[START Available records]
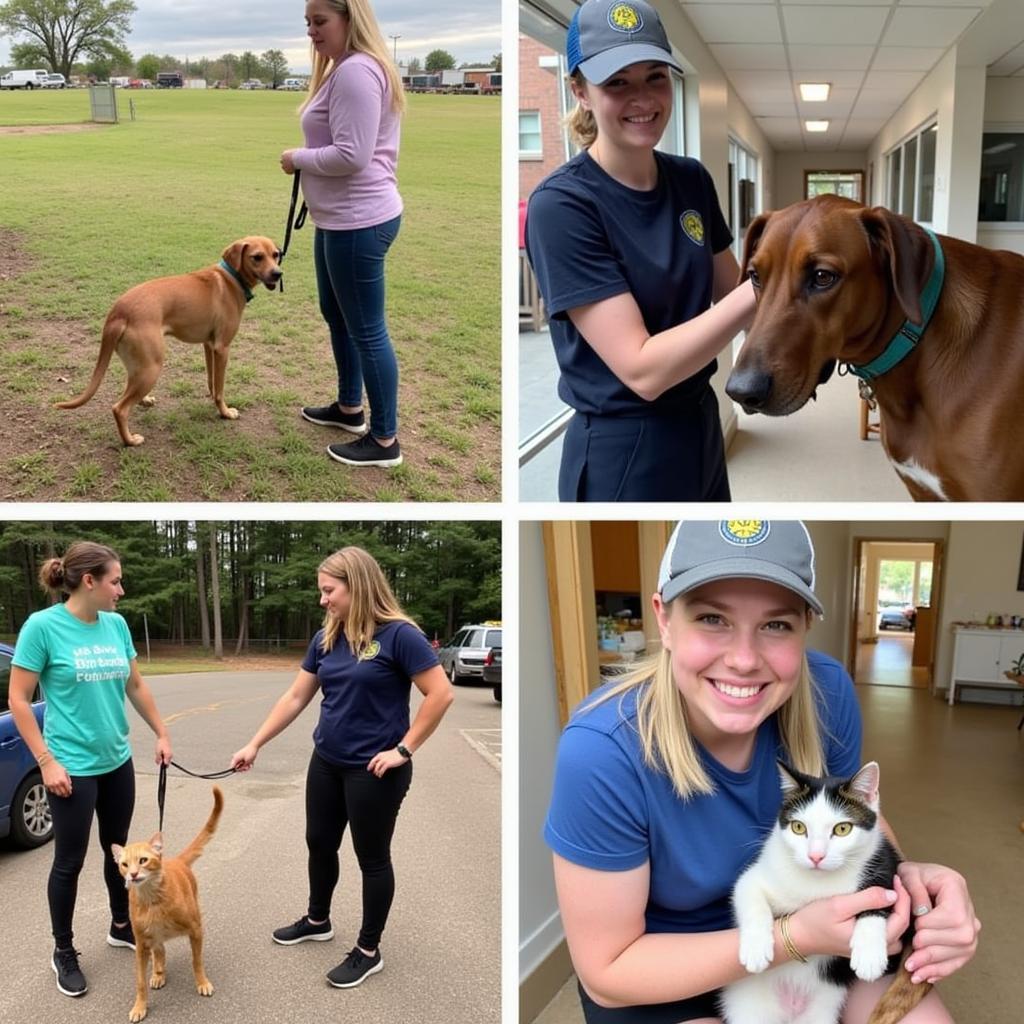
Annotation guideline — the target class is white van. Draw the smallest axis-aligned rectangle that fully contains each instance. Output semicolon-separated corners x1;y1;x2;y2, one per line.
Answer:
0;68;50;89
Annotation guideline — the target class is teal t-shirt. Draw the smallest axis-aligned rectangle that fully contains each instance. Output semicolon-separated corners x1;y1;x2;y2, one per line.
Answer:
12;604;135;775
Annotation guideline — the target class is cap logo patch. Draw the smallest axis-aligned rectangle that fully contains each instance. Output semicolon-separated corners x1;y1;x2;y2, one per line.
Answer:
608;3;643;32
718;519;770;548
359;640;381;662
679;210;703;246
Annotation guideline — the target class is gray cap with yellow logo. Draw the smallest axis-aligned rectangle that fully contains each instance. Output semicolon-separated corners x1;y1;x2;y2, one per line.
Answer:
565;0;683;85
657;519;824;615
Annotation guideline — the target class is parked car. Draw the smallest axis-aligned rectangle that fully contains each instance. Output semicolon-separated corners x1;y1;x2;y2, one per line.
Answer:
879;608;914;630
0;68;50;89
437;623;502;683
481;644;502;703
0;643;53;848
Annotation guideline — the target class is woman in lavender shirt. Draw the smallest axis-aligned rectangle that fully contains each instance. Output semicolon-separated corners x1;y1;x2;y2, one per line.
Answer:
281;0;406;466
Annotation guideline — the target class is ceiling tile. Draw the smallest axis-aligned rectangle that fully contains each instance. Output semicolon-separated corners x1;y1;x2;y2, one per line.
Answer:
709;43;786;71
790;46;874;72
882;7;981;49
782;4;889;45
683;3;782;43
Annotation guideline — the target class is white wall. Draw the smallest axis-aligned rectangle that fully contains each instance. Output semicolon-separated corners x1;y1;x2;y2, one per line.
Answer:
978;78;1024;255
519;522;563;979
865;47;985;242
933;521;1024;690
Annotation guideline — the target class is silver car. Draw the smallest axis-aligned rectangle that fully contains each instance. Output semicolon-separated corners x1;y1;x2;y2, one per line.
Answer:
437;623;502;683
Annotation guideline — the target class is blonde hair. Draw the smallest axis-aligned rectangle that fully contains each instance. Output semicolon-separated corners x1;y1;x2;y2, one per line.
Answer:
299;0;406;114
316;548;419;656
562;68;597;150
583;649;825;800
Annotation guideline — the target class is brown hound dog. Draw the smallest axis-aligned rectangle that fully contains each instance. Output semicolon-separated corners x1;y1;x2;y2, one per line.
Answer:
57;241;282;444
725;196;1024;501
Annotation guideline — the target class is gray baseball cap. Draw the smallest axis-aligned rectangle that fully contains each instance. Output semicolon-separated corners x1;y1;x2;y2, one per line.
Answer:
565;0;683;85
657;519;824;615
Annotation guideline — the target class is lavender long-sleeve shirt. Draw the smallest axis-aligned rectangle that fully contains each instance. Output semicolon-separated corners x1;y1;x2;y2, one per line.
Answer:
292;53;401;230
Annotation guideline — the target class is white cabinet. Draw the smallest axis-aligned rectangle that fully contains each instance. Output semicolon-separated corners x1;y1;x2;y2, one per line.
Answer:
948;629;1024;705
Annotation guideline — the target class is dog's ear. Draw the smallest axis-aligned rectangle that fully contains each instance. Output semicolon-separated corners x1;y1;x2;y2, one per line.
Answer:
860;206;935;324
736;213;771;285
221;241;249;270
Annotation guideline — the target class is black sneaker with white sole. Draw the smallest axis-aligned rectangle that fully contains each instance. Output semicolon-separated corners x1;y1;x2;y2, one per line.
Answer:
106;921;135;949
50;946;89;995
327;434;401;466
273;914;334;946
302;401;370;437
327;946;384;988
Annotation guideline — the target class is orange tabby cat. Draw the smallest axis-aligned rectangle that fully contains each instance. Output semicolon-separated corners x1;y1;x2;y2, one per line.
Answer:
111;785;224;1024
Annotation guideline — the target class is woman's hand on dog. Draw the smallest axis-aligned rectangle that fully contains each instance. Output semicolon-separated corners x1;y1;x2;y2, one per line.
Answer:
231;743;259;771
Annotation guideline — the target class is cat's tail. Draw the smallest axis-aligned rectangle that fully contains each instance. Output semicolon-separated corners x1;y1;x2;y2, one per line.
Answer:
178;785;224;864
867;945;932;1024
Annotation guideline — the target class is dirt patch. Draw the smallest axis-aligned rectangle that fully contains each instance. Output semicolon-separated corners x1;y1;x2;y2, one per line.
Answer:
0;122;103;135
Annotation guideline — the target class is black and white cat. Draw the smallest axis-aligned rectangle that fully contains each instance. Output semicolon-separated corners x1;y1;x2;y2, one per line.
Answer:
721;761;927;1024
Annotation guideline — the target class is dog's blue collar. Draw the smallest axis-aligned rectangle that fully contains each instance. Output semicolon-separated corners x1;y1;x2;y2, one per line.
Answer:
846;227;946;381
220;259;253;302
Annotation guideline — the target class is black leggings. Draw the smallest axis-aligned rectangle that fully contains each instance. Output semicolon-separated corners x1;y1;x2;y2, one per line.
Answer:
306;751;413;949
46;758;135;949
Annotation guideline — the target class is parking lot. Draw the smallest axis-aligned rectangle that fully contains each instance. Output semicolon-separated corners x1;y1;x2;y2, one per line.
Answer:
0;665;501;1024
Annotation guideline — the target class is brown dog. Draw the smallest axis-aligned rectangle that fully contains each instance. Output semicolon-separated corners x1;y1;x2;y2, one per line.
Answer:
57;236;282;444
725;196;1024;501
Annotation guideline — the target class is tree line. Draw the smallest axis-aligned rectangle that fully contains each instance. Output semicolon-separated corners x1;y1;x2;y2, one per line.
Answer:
0;520;501;656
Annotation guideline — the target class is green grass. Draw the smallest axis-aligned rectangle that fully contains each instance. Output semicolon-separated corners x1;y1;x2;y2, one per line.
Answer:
0;90;501;501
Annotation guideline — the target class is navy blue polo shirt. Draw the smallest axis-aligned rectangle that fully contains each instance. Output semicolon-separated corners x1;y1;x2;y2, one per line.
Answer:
526;150;732;416
302;622;439;767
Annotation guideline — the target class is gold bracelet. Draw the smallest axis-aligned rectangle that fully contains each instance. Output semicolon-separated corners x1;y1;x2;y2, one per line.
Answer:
778;913;807;964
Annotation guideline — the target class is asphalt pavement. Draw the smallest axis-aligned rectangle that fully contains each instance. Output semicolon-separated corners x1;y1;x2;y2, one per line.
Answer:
0;665;501;1024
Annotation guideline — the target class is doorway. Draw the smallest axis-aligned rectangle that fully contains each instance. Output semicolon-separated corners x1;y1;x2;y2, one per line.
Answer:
850;538;942;689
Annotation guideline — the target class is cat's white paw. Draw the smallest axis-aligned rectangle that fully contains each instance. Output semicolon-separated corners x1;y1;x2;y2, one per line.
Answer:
850;914;889;981
739;925;775;974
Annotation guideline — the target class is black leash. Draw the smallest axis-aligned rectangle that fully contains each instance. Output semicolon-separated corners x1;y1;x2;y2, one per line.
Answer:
278;170;309;292
157;761;239;831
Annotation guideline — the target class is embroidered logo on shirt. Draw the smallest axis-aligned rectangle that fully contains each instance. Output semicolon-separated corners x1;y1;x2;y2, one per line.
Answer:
679;210;703;246
359;640;381;662
718;519;769;548
608;3;643;32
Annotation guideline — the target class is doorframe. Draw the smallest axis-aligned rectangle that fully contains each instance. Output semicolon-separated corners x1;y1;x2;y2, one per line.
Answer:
847;535;946;693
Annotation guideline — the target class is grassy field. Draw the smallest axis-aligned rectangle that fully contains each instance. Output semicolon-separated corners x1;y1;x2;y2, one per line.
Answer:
0;89;501;502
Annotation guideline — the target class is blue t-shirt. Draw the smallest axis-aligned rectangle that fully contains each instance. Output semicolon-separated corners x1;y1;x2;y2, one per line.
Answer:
526;150;732;416
11;604;135;775
302;622;439;767
544;651;861;932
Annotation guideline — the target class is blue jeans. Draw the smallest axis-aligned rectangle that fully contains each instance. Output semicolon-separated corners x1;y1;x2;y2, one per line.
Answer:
313;216;401;437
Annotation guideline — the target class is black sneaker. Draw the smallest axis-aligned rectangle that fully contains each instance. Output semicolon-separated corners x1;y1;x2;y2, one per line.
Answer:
327;434;401;466
106;921;135;949
327;946;384;988
273;914;334;946
302;401;369;437
50;947;89;995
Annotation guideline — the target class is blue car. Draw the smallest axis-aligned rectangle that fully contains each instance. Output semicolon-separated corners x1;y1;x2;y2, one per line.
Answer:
0;643;53;848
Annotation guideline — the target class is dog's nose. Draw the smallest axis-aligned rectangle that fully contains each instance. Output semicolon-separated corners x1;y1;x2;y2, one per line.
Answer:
725;370;772;413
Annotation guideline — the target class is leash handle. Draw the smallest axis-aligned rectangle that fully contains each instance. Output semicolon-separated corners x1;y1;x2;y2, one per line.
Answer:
157;761;239;831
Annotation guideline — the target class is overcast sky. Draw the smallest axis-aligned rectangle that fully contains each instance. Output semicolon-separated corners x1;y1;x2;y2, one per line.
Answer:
0;0;502;74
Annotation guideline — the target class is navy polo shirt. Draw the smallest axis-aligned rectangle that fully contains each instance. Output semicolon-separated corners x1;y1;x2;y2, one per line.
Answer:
302;622;438;767
526;150;732;416
544;651;861;932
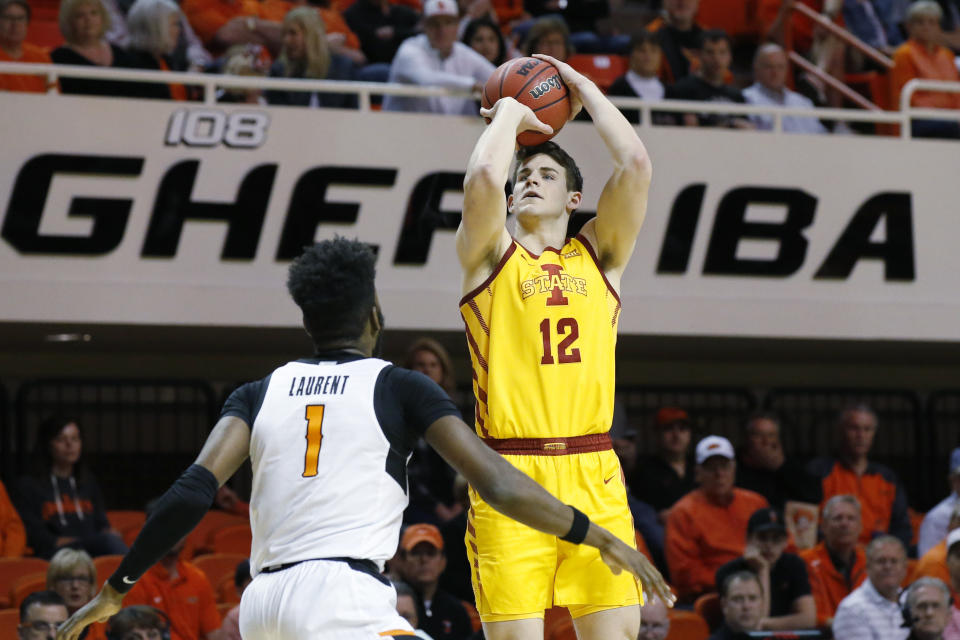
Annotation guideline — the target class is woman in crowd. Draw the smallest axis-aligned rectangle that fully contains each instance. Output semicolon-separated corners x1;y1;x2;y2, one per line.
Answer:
[END Available records]
• _What the task requires_: Give as a JSON list of strings the lines from the one that contains "Annotation guideline — the target class is blonde" through the one that contains "221;241;249;270", both ends included, one string per line with blank lines left out.

• _Exercise answer_:
[
  "Annotation guideline — the target class is blonde hair. Draw the smallest axis-aligned rectangle that fully contains each instance. Output semicolon-separated corners x1;y1;x2;y2, one per line.",
  "Answer:",
  "299;0;406;114",
  "316;548;419;656",
  "562;68;597;150",
  "583;649;825;800",
  "Annotation guideline — the target class is brown hound dog. Draw the smallest axis-aligned rectangle that fully contains each instance. Output semicolon-separated corners x1;y1;x2;y2, one per line.",
  "Answer:",
  "57;241;282;444",
  "725;196;1024;501",
  "Annotation guideline — the target class is gray baseball cap. Draw the smallest axis-aligned rectangle that fully contains each instance. Output semicolon-separated corners x1;y1;x2;y2, one per line.",
  "Answer:",
  "565;0;683;85",
  "657;519;824;615",
  "Annotation guideline — the target class is lavender long-sleeve shirt. Draw the smallest axis-aligned rectangle that fully contains each instance. Output semicolon-separated corners x1;y1;x2;y2, one per line.",
  "Answer:",
  "292;53;401;230",
  "Annotation guideline — the target class is white cabinet. Draw the smallest axis-aligned rectangle that fully contains each instance. Output semicolon-separated corners x1;y1;x2;y2, one per line.",
  "Answer:",
  "948;629;1024;705",
  "Annotation guideline — the target class is dog's ear. Draw the smallest axis-aligned rectangle that fully contains each instance. Output semicolon-separated corners x1;y1;x2;y2, one per line.",
  "Answer:",
  "860;206;935;324",
  "736;213;771;285",
  "221;241;249;270"
]